Description of the task:
Leave out the images and transcribe the entries below word for word.

*** Given records ***

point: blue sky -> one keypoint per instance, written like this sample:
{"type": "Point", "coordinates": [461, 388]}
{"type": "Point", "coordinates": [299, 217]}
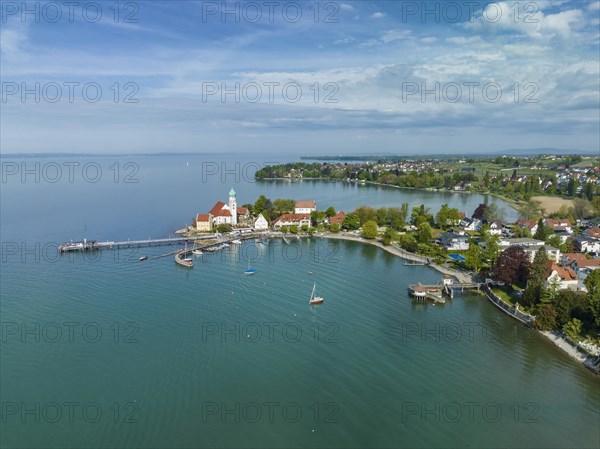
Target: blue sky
{"type": "Point", "coordinates": [369, 61]}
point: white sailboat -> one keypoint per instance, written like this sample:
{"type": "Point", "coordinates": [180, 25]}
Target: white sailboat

*** End of Given records ***

Answer for the task:
point: blue sky -> one keypoint per instance, written like this sample:
{"type": "Point", "coordinates": [461, 388]}
{"type": "Point", "coordinates": [299, 217]}
Target: blue sky
{"type": "Point", "coordinates": [369, 61]}
point: white sailboat -> one keypoint per instance, written like this sample:
{"type": "Point", "coordinates": [180, 25]}
Target: white sailboat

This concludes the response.